Dataset excerpt
------------------------------

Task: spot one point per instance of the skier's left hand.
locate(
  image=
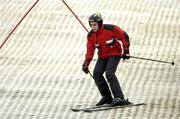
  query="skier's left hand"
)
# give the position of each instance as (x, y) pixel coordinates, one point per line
(126, 56)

------------------------------

Please return each line of the entries above that contains the string "hand", matching case exactly.

Task: spot one point per instance of the skier's left hand.
  query="skier's left hand"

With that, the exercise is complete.